BEGIN

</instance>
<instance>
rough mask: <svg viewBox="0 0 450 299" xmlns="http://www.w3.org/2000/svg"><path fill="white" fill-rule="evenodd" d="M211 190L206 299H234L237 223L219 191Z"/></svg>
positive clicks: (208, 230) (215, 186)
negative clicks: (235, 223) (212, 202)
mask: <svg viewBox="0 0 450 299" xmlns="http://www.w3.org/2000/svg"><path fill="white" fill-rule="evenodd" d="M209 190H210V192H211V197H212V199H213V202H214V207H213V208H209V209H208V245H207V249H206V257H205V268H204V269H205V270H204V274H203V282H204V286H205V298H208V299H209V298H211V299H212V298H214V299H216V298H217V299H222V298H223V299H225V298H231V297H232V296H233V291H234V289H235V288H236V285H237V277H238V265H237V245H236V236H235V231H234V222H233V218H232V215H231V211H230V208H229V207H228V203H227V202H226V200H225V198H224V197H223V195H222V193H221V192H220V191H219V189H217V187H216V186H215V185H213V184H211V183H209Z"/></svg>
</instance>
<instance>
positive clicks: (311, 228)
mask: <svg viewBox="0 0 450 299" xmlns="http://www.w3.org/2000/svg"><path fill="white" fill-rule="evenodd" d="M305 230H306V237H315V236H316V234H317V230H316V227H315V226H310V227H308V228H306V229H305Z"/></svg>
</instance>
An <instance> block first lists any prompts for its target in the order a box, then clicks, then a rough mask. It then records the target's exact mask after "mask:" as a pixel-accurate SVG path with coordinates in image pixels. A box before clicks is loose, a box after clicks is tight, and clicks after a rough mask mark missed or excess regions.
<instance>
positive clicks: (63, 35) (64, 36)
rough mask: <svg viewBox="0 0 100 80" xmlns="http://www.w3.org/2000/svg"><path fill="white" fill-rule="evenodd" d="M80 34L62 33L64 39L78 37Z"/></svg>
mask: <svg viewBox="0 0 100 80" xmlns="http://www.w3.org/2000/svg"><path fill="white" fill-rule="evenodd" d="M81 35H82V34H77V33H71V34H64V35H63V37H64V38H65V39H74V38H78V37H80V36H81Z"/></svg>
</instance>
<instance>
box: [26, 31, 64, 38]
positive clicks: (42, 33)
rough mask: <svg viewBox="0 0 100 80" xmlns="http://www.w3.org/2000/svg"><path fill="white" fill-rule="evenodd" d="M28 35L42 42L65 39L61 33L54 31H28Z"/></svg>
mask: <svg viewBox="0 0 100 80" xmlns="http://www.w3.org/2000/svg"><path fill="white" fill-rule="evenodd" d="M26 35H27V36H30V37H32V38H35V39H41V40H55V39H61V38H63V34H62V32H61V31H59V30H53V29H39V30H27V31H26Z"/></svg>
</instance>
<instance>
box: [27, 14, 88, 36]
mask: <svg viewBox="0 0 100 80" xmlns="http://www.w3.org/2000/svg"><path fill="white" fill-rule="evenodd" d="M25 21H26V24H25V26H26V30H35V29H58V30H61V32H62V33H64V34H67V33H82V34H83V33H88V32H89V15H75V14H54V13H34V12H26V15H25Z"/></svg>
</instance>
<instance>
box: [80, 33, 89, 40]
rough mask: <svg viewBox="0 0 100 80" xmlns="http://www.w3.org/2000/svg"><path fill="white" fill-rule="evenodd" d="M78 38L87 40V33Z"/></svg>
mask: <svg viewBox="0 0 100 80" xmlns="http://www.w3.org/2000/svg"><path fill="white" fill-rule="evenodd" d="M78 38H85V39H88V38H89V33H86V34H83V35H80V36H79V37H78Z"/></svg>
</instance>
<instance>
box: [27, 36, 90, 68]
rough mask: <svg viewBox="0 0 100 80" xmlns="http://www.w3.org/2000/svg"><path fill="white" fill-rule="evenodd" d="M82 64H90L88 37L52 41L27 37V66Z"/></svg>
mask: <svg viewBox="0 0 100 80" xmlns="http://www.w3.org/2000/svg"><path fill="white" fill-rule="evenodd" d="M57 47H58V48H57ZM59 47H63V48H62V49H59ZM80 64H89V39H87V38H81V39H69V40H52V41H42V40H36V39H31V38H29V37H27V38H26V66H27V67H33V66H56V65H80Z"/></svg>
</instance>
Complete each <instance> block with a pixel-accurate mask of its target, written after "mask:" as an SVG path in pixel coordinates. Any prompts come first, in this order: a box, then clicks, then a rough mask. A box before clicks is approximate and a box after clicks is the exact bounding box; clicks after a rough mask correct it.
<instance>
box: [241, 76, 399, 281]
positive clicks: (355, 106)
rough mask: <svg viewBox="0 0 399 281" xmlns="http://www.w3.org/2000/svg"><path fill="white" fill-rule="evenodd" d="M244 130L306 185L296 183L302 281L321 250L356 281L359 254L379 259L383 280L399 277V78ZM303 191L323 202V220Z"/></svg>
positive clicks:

END

## WHAT IS EXPECTED
Return every line of the material above that contains the string "first".

## THE ANSWER
An <instance> block first lists any prompts for its target in the order a box, then clicks, then a rough mask. It then records the target's exact mask after "mask:" as a pixel-accurate SVG path with coordinates in image pixels. A box before clicks is loose, a box after clicks is tight, and clicks after a rough mask mark missed or excess regions.
Complete each <instance> block with a pixel-accurate mask of its target, written after "mask:" as an SVG path in pixel coordinates. Any prompts come first, in this order: a box, then clicks, then a rough mask. A box before clicks is approximate and a box after clicks is the exact bounding box; clicks after a rough mask correct it.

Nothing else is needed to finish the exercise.